■ TEKS BACAAN:
• • • •

Skip to main content

Puzzle 3 (Pada ruang dan waktu yang berbeda)

"Ka..bagaimana perasaanmu berada berjauhan dengan suami?" Tiba-tiba saja seorang kawan di jakarta mengajukan pertanyaan itu.

"Hemm...ga enak yaa. Kepikiran mulu. Kebayang dimata"

Yup betul. Hal itu adalah hal yang cukup berat. Pikiran kita dipenuhi oleh hal-hal di luar apa yang kita kerjakan. Dikejar-kejar oleh bayangannya, dalam mimpi ataupun di luar mimpi, hati dipenuhi keinginan untuk bertemu atau sekedar mengontak, dsb. Kerinduan itu senantiasa menghentak-hentak jiwa. Rasa sesal kenapa harus berpisah juga kerap menghampiri.

Mungkin ini salah satu konsekuensi cinta...

• • • •

■ DATA BARIS:
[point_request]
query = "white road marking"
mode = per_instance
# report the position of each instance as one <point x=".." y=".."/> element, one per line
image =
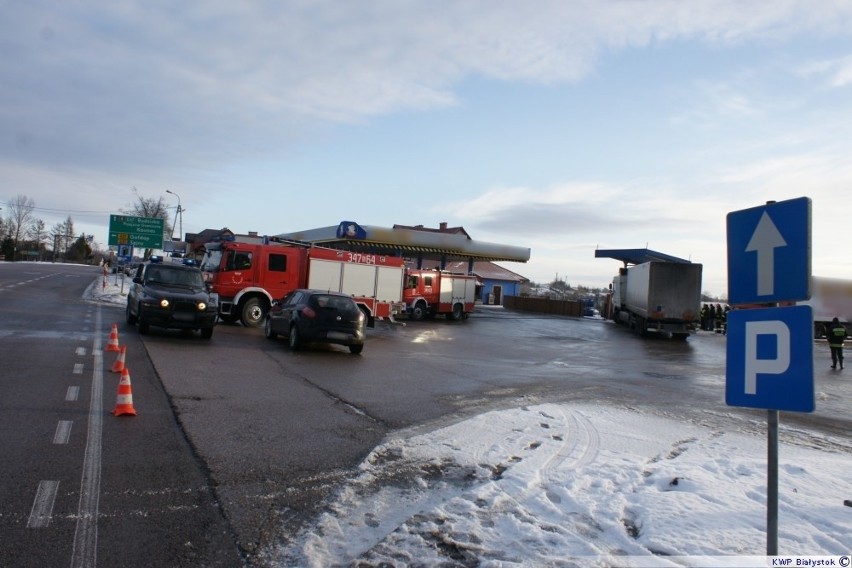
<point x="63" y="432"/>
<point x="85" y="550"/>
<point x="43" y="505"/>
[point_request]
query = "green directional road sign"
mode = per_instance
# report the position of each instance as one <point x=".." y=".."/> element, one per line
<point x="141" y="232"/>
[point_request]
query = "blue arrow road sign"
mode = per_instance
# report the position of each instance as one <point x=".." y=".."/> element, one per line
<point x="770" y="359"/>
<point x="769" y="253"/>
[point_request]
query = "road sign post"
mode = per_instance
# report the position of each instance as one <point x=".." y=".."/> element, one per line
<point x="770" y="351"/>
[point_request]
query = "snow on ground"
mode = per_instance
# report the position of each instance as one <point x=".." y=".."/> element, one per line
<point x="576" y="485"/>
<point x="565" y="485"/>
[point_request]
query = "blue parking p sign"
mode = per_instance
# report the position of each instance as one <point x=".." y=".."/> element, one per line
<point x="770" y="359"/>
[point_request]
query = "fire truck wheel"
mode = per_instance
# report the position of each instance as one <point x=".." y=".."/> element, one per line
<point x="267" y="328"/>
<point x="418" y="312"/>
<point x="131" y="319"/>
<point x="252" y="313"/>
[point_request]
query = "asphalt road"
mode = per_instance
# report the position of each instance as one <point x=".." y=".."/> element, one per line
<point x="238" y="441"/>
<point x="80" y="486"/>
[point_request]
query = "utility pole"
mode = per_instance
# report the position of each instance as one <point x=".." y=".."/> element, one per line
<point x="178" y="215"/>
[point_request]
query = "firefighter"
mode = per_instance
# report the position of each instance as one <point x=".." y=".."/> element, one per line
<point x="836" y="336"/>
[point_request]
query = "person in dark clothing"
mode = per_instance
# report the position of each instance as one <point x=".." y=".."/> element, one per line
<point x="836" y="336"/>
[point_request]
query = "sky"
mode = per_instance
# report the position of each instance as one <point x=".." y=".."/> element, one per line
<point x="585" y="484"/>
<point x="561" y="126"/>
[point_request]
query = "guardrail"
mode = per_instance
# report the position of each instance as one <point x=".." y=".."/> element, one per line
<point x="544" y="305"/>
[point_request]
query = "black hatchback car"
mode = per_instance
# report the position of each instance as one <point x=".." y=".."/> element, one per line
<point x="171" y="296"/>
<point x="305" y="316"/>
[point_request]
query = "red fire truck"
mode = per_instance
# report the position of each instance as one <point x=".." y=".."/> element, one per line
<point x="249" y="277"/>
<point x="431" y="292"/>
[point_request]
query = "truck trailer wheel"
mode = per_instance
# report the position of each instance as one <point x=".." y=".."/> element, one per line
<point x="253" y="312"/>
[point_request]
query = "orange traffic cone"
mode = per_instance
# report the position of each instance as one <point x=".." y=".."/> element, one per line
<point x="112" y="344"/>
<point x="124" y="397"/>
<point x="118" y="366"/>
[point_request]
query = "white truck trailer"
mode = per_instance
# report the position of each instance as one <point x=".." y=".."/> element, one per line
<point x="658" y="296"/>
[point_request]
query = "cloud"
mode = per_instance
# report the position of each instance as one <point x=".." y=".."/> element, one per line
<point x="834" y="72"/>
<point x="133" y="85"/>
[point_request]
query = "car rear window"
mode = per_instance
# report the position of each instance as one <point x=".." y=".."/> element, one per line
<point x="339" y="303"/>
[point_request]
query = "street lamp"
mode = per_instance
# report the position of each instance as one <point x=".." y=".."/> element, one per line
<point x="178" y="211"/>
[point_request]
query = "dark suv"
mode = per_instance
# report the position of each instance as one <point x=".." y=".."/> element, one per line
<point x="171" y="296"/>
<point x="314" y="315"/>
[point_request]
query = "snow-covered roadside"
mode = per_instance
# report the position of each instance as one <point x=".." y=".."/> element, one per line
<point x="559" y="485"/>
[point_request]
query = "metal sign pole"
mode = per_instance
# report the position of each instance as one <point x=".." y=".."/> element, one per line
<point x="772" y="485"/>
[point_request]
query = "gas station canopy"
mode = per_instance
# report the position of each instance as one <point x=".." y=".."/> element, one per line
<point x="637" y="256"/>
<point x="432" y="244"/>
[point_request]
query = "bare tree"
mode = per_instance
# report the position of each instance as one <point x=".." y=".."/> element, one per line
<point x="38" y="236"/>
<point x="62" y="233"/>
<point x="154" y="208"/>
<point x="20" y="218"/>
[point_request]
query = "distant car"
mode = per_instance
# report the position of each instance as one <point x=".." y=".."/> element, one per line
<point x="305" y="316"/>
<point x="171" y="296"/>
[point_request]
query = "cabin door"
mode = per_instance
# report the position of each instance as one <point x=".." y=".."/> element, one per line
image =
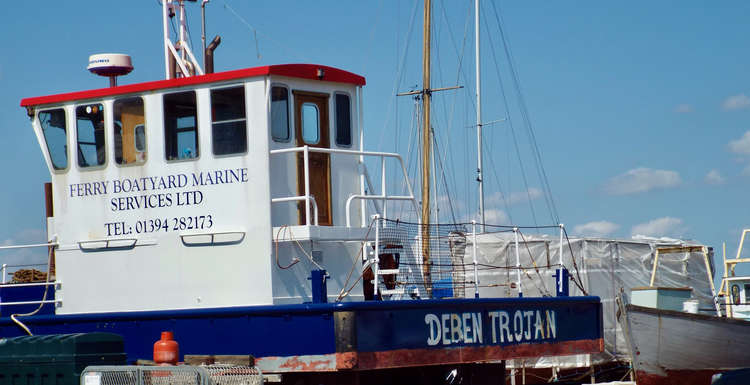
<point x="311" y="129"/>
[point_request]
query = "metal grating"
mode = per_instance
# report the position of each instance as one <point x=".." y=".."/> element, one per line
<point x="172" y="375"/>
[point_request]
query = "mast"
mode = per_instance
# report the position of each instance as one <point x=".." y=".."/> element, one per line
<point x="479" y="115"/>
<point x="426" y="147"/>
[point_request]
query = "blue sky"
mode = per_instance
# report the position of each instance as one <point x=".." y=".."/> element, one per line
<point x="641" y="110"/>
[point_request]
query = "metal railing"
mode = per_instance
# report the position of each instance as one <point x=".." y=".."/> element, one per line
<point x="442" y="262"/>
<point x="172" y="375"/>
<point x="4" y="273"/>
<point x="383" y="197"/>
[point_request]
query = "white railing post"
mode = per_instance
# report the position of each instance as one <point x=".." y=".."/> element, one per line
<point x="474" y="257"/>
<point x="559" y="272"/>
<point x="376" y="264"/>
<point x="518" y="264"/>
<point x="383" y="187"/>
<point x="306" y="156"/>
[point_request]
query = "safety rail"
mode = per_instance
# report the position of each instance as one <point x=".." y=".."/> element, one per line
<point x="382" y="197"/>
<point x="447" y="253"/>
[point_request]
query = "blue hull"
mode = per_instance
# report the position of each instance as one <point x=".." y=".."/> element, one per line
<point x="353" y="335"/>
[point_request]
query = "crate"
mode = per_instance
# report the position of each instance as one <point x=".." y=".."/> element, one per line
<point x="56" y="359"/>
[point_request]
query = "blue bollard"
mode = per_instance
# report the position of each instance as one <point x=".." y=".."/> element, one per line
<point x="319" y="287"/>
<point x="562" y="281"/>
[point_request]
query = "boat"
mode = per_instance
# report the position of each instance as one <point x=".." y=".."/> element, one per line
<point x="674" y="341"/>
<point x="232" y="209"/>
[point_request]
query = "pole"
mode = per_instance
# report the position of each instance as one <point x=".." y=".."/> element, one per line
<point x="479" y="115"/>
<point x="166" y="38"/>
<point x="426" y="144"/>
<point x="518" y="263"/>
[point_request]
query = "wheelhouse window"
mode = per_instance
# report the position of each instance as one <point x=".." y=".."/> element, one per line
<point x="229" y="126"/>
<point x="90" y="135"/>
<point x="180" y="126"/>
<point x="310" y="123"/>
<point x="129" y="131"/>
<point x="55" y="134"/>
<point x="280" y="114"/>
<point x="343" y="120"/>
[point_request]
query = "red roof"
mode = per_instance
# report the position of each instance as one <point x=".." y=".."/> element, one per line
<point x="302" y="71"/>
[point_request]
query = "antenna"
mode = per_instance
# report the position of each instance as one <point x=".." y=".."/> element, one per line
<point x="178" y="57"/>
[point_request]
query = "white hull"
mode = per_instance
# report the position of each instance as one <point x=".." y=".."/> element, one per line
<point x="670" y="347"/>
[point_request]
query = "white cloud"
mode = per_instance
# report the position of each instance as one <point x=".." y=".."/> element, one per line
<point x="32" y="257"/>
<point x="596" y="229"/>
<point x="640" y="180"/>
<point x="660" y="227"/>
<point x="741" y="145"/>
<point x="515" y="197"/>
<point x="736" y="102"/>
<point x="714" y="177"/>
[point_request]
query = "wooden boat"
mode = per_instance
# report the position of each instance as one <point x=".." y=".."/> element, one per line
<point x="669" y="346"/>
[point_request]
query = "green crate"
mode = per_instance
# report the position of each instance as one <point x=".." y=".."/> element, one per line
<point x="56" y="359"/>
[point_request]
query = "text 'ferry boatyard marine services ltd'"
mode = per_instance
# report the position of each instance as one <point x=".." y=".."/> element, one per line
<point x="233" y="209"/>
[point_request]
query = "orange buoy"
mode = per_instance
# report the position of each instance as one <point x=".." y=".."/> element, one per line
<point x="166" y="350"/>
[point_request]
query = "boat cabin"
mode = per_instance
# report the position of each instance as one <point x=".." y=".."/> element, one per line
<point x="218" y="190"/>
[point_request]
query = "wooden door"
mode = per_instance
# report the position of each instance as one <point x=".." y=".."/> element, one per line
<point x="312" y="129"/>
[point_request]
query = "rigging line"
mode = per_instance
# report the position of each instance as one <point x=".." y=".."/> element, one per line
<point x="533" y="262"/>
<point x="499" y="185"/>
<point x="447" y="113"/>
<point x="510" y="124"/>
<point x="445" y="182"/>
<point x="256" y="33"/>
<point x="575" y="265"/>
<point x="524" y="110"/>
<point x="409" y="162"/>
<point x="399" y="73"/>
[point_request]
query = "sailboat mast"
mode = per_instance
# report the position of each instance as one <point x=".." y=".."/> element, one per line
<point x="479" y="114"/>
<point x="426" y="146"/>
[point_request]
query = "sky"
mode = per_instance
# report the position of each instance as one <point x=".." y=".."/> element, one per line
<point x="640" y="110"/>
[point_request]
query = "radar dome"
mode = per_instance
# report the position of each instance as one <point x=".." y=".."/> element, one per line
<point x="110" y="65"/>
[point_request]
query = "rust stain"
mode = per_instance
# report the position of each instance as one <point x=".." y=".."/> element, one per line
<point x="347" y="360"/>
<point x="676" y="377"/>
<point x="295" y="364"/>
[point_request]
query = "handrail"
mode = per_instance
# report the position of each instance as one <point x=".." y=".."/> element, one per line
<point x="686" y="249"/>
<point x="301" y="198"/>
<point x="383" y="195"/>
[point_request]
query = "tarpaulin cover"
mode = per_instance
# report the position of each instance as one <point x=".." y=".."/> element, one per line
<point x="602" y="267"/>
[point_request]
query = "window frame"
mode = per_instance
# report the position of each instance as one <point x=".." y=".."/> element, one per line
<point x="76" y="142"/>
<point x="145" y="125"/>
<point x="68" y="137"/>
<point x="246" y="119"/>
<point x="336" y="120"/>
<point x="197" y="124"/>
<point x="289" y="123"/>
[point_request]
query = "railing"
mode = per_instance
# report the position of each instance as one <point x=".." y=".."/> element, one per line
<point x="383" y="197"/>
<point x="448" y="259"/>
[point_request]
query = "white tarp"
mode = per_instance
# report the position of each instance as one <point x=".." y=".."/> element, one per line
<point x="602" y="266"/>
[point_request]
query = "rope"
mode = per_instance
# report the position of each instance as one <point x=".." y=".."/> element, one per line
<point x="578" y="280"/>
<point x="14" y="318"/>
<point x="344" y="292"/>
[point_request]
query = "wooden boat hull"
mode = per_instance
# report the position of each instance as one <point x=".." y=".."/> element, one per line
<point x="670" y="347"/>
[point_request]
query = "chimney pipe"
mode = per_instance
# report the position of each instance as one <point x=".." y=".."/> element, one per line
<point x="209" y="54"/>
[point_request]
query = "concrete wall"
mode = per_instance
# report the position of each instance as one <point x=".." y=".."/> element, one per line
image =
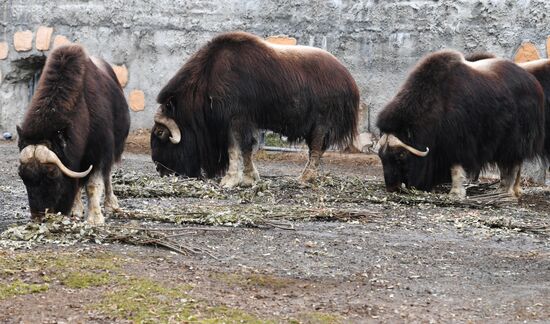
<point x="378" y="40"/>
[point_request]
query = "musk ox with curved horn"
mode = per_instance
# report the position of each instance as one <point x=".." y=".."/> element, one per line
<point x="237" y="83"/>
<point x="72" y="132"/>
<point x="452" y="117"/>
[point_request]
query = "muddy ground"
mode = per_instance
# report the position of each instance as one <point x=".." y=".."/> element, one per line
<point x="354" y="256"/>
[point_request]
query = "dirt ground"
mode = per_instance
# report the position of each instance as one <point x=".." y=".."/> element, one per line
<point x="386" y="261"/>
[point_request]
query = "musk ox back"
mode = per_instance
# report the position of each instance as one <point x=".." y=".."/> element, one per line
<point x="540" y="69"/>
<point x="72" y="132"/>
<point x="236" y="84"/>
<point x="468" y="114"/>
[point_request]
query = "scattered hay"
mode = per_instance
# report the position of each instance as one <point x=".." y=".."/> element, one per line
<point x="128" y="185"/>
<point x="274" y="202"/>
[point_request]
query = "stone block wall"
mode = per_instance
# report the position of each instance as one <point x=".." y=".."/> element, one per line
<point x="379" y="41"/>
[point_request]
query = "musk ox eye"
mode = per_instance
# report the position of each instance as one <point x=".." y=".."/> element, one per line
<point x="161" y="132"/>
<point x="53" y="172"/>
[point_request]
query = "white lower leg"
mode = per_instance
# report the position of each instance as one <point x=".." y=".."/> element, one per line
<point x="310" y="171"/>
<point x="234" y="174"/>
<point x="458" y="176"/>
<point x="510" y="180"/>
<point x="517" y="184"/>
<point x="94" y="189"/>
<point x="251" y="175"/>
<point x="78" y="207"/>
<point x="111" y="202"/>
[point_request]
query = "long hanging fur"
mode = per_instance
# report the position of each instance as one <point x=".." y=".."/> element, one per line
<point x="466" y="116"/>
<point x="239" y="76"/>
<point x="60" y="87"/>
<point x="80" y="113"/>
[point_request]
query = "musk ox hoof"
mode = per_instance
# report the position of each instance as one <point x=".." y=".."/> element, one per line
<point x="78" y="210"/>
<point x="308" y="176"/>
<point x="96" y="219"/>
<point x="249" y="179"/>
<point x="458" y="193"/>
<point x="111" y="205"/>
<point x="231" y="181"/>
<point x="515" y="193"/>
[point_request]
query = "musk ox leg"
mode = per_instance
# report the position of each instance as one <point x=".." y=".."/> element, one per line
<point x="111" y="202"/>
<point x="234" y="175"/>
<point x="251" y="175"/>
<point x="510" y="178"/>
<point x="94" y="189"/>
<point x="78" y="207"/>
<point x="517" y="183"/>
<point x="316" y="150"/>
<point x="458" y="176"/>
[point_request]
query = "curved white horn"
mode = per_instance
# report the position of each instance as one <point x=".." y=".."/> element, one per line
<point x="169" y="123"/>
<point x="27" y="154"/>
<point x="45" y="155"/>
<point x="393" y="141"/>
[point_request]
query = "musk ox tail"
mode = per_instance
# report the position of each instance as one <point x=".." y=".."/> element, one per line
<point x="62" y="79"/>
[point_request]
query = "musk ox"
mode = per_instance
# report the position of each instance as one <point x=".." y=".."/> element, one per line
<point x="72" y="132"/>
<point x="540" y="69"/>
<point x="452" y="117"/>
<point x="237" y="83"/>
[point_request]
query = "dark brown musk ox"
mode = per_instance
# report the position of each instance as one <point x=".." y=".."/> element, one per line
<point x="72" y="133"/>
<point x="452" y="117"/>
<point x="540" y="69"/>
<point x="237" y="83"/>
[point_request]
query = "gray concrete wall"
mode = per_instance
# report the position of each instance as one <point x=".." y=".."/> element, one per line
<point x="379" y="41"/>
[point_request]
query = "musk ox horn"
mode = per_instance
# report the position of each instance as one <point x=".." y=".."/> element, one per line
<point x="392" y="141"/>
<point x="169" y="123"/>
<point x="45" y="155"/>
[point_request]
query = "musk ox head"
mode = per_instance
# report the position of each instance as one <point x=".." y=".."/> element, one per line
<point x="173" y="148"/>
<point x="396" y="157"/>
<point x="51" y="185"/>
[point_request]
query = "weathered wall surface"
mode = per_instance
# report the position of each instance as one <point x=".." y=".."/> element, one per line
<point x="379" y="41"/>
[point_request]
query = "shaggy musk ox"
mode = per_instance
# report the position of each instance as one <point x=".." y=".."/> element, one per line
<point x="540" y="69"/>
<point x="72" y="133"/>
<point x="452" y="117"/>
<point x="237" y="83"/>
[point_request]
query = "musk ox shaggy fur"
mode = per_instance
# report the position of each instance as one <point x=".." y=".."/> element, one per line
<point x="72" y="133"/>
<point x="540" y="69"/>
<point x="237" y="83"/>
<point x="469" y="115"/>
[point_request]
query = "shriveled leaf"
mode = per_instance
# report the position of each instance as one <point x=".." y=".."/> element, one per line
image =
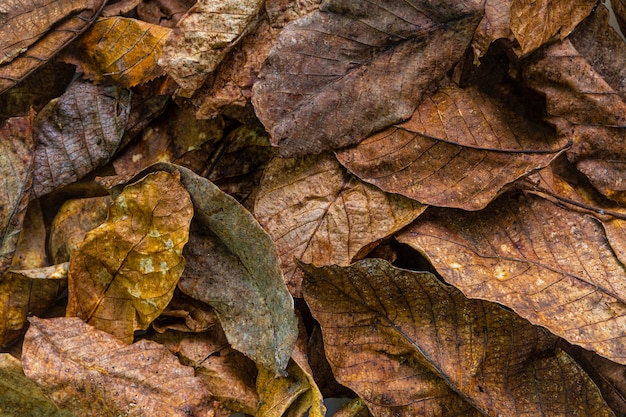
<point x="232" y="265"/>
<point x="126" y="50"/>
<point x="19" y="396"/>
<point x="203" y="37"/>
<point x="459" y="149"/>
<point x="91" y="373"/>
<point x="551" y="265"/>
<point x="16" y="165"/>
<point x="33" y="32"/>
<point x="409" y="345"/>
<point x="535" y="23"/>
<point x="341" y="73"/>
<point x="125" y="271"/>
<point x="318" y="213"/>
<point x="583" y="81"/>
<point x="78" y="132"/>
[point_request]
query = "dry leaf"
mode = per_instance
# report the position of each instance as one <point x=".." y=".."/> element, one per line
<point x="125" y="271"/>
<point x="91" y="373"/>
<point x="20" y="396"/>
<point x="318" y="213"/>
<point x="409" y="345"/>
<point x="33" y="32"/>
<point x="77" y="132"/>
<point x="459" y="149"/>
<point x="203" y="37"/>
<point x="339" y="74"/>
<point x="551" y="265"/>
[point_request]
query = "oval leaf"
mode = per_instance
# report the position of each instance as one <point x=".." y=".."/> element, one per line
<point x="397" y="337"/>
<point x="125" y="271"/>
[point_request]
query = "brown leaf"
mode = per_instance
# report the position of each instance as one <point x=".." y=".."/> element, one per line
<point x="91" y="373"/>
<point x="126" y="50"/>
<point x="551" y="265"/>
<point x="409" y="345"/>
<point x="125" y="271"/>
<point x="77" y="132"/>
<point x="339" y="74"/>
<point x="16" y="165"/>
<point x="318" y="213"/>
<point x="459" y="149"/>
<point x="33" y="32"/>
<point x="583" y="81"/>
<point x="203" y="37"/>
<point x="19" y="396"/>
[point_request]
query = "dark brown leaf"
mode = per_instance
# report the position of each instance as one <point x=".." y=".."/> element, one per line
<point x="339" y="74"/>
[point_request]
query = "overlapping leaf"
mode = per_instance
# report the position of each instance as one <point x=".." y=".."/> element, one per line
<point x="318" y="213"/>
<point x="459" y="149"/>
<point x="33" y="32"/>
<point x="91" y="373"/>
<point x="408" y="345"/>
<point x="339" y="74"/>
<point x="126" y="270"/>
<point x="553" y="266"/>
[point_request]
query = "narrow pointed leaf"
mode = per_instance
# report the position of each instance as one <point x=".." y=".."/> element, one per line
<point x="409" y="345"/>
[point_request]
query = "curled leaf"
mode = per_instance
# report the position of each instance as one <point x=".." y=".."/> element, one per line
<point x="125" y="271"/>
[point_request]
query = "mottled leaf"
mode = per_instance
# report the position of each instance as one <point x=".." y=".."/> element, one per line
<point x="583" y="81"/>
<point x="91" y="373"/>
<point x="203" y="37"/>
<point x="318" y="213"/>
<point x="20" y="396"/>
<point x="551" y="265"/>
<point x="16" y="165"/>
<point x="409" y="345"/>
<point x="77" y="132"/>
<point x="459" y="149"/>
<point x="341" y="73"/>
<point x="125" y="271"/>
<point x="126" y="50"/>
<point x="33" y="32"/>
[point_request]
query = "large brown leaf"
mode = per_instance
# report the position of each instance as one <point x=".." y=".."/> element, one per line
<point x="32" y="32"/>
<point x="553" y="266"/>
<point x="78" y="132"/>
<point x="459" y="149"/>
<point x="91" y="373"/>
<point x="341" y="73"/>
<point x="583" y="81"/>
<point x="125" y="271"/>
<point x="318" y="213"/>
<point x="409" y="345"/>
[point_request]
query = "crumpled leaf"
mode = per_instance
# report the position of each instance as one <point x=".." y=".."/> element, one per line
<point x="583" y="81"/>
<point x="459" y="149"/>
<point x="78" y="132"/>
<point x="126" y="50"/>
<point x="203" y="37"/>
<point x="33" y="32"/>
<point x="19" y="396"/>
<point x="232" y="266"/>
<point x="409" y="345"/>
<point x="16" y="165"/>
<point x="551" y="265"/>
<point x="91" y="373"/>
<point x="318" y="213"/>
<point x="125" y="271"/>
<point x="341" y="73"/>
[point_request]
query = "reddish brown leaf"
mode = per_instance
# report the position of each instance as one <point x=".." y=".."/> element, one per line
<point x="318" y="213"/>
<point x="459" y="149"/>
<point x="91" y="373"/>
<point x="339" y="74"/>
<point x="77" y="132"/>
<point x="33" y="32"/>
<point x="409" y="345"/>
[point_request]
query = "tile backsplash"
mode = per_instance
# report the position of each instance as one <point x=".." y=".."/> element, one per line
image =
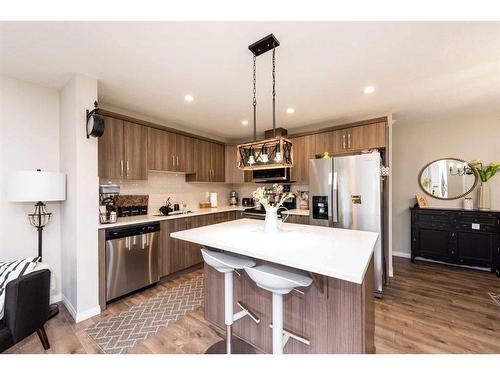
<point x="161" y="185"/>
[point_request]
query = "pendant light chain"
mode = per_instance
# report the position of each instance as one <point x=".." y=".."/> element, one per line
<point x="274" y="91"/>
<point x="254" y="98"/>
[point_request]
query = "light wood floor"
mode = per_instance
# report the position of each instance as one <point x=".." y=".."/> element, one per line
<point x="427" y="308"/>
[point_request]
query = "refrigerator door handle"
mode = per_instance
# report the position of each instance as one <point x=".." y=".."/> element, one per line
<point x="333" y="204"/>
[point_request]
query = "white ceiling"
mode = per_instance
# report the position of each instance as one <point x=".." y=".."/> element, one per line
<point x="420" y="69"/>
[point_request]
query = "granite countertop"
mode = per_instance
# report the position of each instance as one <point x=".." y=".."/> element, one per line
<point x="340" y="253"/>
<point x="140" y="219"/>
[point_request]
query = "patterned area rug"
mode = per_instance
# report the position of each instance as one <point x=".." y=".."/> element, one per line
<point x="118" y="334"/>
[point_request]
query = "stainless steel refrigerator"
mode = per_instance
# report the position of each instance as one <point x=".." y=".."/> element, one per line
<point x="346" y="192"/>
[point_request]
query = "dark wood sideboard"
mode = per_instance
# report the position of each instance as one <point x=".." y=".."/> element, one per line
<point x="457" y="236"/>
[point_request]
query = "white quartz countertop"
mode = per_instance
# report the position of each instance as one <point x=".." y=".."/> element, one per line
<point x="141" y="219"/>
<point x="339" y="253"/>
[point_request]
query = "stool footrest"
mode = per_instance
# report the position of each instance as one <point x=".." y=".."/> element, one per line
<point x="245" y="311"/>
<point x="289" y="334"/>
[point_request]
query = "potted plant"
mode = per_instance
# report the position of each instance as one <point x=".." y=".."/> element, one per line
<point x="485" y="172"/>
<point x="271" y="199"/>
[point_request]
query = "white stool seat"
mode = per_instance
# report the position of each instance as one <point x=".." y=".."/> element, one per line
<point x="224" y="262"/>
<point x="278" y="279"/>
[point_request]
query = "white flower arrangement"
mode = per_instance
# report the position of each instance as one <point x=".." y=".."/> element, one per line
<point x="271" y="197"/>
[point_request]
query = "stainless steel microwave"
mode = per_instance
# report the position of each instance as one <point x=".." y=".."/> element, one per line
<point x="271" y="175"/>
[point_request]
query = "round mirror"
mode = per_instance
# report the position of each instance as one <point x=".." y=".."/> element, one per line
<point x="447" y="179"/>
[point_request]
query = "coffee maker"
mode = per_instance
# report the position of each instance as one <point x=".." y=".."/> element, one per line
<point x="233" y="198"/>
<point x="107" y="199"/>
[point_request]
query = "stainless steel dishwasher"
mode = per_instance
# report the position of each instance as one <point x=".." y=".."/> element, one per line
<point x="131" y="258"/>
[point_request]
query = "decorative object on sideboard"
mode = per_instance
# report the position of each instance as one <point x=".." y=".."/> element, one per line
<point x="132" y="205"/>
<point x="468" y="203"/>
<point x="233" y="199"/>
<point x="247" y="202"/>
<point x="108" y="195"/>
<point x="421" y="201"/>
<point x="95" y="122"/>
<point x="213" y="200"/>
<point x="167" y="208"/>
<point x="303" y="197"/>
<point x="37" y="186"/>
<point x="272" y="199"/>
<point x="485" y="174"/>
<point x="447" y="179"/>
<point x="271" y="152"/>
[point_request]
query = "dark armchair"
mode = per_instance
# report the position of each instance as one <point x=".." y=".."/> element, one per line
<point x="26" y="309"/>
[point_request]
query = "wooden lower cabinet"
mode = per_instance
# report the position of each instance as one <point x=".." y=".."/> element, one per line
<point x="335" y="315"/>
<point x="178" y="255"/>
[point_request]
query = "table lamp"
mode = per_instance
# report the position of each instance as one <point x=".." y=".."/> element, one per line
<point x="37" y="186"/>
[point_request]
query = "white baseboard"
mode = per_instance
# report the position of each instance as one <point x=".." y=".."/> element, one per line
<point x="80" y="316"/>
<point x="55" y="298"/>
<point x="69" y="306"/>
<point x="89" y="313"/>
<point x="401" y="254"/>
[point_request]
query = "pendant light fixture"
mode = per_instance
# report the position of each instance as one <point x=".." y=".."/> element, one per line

• • • •

■ TUGAS LATIHAN:
Lanjutkan bacaan tentang rasa rindu saat berjauhan dengan suami, dimulai tepat setelah kalimat terakhir yang tercantum.

■ JAWABAN LATIHAN:
Aku jadi berpikir tentang para mujahid itu. Mujahid di medan perang, maupun para mujahid di medan dakwah. Berkali-kali dan dalam selang waktu yang tidak sebentar mereka harus berpisah dengan keluarga. Keluarga konon adalah salah satu ujian bagi mereka untuk tetap tegar di jalan yang mereka pilih. Ujian perasaan dan pikiran.

Aku sendiri sempat nge-hang dengan beberapa amanah yang harus kutunaikan. Padahal sejak akhir Agustus sampai akhir September nanti tercatat dalam jadwal: empat kali pengajian rutin (hampir setiap pekan), temu ilmiah ppi-jepang (akhir pekan lalu), acara rekreasi keluarga (akhir pekan ini), tiga siaran untuk radio (setiap pekan, aku jadi penanggung jawab dan penyiar), juga summer camp untuk keluarga muslim berbagai bangsa(10 hari lagi, camp yg melibatkan seluruh anggota keluarga dan dibuat dalam tiga bahasa: indonesia, jepang, inggris), PR-PR tulisan yang belum satupun ditunaikan (FLP-Jepang berencana untuk membuat buku keroyokan), dan tentu saja kegiatan-kegiatan di lab yang di mulai satu-dua pekan sebelum kembali kuliah, dan tugas atau kegiatan organisasi lain semisal PPI dan Istecs.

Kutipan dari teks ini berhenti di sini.